***** Data for this task *****
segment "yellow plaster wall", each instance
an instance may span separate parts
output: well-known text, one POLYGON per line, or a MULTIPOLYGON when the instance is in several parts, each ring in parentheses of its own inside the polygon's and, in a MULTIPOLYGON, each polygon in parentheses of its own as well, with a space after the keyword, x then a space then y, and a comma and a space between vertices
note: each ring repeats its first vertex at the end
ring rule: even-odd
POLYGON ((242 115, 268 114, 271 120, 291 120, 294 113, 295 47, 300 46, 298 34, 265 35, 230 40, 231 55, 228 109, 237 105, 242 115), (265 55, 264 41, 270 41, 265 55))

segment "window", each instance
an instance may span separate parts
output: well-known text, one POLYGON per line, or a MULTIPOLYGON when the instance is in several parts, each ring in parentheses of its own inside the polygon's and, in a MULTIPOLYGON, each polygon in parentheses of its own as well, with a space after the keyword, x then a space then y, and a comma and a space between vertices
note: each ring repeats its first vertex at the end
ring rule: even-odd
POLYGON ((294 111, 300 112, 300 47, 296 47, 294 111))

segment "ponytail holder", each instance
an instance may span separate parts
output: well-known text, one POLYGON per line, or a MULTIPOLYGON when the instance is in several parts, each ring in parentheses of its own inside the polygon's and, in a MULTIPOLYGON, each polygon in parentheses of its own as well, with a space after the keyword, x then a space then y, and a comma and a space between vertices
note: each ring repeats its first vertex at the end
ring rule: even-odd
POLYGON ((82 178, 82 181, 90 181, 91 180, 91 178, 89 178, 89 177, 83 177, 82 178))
*****
* **Task instructions**
List each line of the entries that holds the string "segment".

* **Result of this task**
segment "yellow plaster wall", each instance
segment "window", each instance
segment "ponytail holder", each instance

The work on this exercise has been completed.